Retype the material in full, keeping every word the same.

**********

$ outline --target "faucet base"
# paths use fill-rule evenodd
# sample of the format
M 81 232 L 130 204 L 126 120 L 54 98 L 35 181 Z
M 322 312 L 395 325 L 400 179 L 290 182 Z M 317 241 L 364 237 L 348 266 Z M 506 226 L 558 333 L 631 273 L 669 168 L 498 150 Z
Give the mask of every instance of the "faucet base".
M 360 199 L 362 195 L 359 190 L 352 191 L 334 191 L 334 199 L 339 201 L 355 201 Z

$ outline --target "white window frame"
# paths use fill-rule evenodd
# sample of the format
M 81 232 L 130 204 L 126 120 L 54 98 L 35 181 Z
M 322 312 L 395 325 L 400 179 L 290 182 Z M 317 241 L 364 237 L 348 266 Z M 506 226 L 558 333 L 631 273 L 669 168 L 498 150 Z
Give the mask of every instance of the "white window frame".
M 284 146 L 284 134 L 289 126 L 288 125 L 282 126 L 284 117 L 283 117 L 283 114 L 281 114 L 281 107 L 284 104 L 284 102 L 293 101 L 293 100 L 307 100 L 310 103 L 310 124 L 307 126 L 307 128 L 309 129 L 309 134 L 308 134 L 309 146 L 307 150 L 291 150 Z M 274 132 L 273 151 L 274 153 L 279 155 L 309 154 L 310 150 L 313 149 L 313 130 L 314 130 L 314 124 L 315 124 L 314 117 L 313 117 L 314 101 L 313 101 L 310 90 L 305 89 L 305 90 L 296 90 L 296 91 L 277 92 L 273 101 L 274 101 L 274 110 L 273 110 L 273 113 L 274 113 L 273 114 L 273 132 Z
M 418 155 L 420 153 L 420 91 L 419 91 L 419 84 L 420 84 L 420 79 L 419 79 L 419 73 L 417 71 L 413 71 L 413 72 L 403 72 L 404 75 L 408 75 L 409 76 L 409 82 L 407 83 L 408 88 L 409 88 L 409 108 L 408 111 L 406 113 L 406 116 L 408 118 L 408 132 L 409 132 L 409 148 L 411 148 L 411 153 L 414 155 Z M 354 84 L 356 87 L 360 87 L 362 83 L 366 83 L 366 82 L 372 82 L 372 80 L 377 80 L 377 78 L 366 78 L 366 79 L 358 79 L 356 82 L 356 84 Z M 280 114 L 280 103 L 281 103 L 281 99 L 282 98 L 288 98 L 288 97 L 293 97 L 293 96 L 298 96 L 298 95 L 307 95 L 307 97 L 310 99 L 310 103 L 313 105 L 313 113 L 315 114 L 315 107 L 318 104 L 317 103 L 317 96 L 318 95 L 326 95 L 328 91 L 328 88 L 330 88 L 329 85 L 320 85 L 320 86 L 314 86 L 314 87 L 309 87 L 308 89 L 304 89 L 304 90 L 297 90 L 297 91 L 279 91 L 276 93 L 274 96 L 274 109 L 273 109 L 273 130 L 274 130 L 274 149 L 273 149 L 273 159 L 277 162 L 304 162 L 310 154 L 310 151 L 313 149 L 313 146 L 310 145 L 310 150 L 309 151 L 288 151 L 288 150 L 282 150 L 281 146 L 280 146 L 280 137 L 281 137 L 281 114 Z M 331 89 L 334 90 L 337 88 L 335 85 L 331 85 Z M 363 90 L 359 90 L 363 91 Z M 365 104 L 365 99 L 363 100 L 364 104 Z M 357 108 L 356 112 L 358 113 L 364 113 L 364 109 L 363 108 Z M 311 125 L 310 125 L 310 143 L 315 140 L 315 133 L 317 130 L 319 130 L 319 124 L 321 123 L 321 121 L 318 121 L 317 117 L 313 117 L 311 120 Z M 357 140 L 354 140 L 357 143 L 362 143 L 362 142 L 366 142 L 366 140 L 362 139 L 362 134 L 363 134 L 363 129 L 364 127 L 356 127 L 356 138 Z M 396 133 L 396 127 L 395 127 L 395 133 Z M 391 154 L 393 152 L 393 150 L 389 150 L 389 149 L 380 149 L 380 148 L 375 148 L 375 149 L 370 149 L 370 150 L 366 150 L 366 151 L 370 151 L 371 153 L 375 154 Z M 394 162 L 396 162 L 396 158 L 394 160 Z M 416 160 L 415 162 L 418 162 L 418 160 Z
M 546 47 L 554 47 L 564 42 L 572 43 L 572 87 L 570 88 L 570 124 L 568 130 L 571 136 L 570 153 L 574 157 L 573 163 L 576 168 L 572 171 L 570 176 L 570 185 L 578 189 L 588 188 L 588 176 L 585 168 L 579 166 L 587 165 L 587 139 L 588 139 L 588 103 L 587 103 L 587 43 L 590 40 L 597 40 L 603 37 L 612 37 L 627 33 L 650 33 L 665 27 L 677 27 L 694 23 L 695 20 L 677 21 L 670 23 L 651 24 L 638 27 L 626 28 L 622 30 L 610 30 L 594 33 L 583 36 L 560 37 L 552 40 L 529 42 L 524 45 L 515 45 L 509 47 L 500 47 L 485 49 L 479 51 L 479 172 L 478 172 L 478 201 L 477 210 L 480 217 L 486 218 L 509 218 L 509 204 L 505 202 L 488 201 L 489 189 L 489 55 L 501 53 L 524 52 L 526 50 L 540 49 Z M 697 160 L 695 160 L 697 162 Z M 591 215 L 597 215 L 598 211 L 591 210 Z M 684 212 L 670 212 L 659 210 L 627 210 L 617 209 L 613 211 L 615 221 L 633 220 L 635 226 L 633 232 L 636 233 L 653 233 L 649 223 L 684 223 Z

**********

RESULT OF THE TASK>
$ outline --target "faucet base"
# paths use fill-rule evenodd
# sample of the format
M 81 232 L 130 204 L 126 120 L 54 98 L 35 181 Z
M 322 312 L 395 325 L 400 179 L 290 182 Z M 317 241 L 364 237 L 348 266 Z M 506 226 L 558 333 L 631 273 L 669 168 L 498 150 Z
Give the mask of every instance of the "faucet base".
M 360 199 L 362 195 L 359 190 L 352 191 L 334 191 L 334 199 L 339 201 L 355 201 Z

$ outline --target "white window frame"
# paths use fill-rule evenodd
# sample of the format
M 81 232 L 130 204 L 126 120 L 54 98 L 35 181 Z
M 322 312 L 395 325 L 400 179 L 290 182 Z M 317 241 L 364 237 L 348 266 Z M 506 226 L 558 333 L 631 273 L 669 168 L 498 150 Z
Give the mask of every instance of the "white window frame".
M 284 146 L 284 134 L 289 126 L 288 125 L 282 126 L 284 117 L 283 117 L 283 114 L 281 114 L 281 107 L 284 104 L 284 102 L 293 101 L 293 100 L 307 100 L 310 103 L 310 124 L 307 126 L 307 128 L 309 129 L 309 134 L 308 134 L 309 146 L 307 150 L 291 150 Z M 274 132 L 273 151 L 274 153 L 279 155 L 309 154 L 310 150 L 313 149 L 313 130 L 314 130 L 314 124 L 315 124 L 314 117 L 313 117 L 314 101 L 313 101 L 310 90 L 305 89 L 305 90 L 296 90 L 296 91 L 277 92 L 273 101 L 274 101 L 274 110 L 273 110 L 273 113 L 274 113 L 273 114 L 273 132 Z
M 418 155 L 420 153 L 420 91 L 419 91 L 419 84 L 420 84 L 420 79 L 419 79 L 419 73 L 417 71 L 413 71 L 413 72 L 403 72 L 404 75 L 408 75 L 409 76 L 409 82 L 407 83 L 408 88 L 409 88 L 409 108 L 408 111 L 406 113 L 406 116 L 408 118 L 408 132 L 409 132 L 409 148 L 411 148 L 411 153 L 414 155 Z M 354 84 L 356 87 L 360 87 L 362 83 L 366 83 L 366 82 L 372 82 L 372 80 L 377 80 L 377 78 L 366 78 L 366 79 L 358 79 L 356 82 L 356 84 Z M 280 114 L 280 103 L 281 103 L 281 99 L 282 98 L 288 98 L 288 97 L 293 97 L 293 96 L 298 96 L 298 95 L 307 95 L 307 97 L 310 99 L 310 103 L 313 105 L 313 113 L 315 114 L 315 107 L 318 104 L 317 103 L 317 96 L 318 95 L 326 95 L 328 91 L 328 88 L 330 88 L 329 85 L 320 85 L 320 86 L 314 86 L 314 87 L 309 87 L 308 89 L 304 89 L 304 90 L 297 90 L 297 91 L 279 91 L 276 93 L 274 96 L 274 109 L 273 109 L 273 130 L 274 130 L 274 149 L 273 149 L 273 159 L 277 162 L 304 162 L 310 154 L 310 151 L 313 149 L 313 146 L 310 145 L 310 150 L 309 151 L 288 151 L 288 150 L 282 150 L 281 146 L 280 146 L 280 137 L 281 137 L 281 114 Z M 331 89 L 334 90 L 337 88 L 335 85 L 331 85 Z M 363 90 L 359 90 L 363 91 Z M 365 104 L 365 99 L 363 100 L 364 104 Z M 357 108 L 356 112 L 358 113 L 364 113 L 364 109 L 363 108 Z M 311 125 L 310 125 L 310 143 L 315 140 L 315 133 L 317 130 L 319 130 L 319 124 L 321 123 L 321 121 L 318 121 L 317 117 L 313 117 L 311 120 Z M 357 140 L 354 140 L 357 143 L 362 143 L 362 142 L 366 142 L 366 140 L 362 139 L 362 134 L 363 134 L 363 129 L 364 127 L 356 127 L 356 138 Z M 396 133 L 396 127 L 395 127 L 395 133 Z M 391 154 L 393 152 L 393 150 L 389 150 L 389 149 L 380 149 L 380 148 L 375 148 L 375 149 L 370 149 L 370 150 L 366 150 L 366 151 L 370 151 L 371 153 L 375 154 Z M 394 162 L 396 162 L 396 158 L 394 160 Z M 416 160 L 415 162 L 418 162 L 418 160 Z
M 546 47 L 554 47 L 564 42 L 572 43 L 572 87 L 570 88 L 570 124 L 568 130 L 571 136 L 570 153 L 574 157 L 573 163 L 576 168 L 572 171 L 570 176 L 570 185 L 578 189 L 588 188 L 588 176 L 585 168 L 579 166 L 587 165 L 587 139 L 588 139 L 588 103 L 587 103 L 587 43 L 590 40 L 597 40 L 603 37 L 612 37 L 627 33 L 650 33 L 665 27 L 677 27 L 694 23 L 695 20 L 677 21 L 670 23 L 651 24 L 638 27 L 626 28 L 622 30 L 610 30 L 594 33 L 583 36 L 560 37 L 552 40 L 529 42 L 524 45 L 515 45 L 509 47 L 500 47 L 485 49 L 479 51 L 479 172 L 478 172 L 478 201 L 477 210 L 480 217 L 486 218 L 509 218 L 509 204 L 505 202 L 488 201 L 489 189 L 489 55 L 501 53 L 524 52 L 526 50 L 540 49 Z M 697 160 L 695 160 L 697 162 Z M 591 215 L 597 215 L 598 211 L 591 210 Z M 684 212 L 670 212 L 659 210 L 627 210 L 617 209 L 613 211 L 615 221 L 633 220 L 635 226 L 633 232 L 636 233 L 653 233 L 649 223 L 684 223 Z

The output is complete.